**Set task:** Quote the rows below word for word, starting at the row that contains "the white cloud" and ending at the row that contains "point(74, 131)", with both of those rows included.
----
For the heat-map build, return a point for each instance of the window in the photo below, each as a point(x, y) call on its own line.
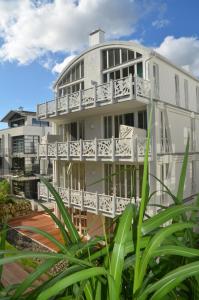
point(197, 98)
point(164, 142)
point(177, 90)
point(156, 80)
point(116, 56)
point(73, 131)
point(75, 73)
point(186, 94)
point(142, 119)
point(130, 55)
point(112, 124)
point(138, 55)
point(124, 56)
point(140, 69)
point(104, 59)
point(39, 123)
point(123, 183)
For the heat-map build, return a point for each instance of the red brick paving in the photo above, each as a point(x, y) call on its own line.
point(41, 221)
----
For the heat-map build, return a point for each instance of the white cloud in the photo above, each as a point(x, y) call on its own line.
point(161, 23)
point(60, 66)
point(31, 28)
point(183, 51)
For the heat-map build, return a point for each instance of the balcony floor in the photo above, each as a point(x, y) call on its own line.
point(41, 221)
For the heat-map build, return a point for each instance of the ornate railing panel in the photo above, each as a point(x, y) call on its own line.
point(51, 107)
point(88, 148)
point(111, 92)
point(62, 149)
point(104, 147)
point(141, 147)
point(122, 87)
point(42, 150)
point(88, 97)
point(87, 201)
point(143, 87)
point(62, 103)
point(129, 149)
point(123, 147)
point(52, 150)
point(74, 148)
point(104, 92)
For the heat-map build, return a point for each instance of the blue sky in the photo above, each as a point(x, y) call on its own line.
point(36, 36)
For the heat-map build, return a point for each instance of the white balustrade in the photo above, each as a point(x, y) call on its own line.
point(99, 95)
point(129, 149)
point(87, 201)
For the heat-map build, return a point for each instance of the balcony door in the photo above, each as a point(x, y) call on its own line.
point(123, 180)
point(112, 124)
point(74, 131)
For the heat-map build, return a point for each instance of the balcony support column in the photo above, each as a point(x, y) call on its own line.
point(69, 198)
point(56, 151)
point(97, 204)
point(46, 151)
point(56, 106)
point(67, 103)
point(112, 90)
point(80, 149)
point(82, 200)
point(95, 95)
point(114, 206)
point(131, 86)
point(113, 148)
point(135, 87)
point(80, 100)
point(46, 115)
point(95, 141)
----
**Complete response:**
For the heat-map build, return a point for each instance of the white cloud in the photo above, each as a point(x, y) call on its own line.
point(161, 23)
point(60, 66)
point(31, 28)
point(183, 51)
For the heat-map build, return a point for each instance of the balcony floor in the photo above, each as a point(x, y) call on its own line.
point(41, 221)
For the heat-map build, return a point for each instance of the ornate railing panel in the photo above, each as a point(x, y) call on its own line.
point(51, 107)
point(88, 148)
point(111, 92)
point(62, 149)
point(104, 147)
point(141, 147)
point(122, 87)
point(42, 150)
point(88, 97)
point(87, 201)
point(143, 87)
point(62, 103)
point(129, 149)
point(123, 147)
point(52, 150)
point(74, 148)
point(104, 92)
For the heat-map build, return a point for each instance of the blue sky in the photo above, each as a point(x, y) call on its own line.
point(36, 36)
For the heat-map build, return a point for each instance of the white balustrade in the photo above, each as a point(x, y) call on its own line.
point(99, 95)
point(129, 149)
point(87, 201)
For the heat-map build, return a point for each instance of the balcony door in the photo above, each as a point(x, y) call on its own line.
point(123, 180)
point(112, 124)
point(74, 131)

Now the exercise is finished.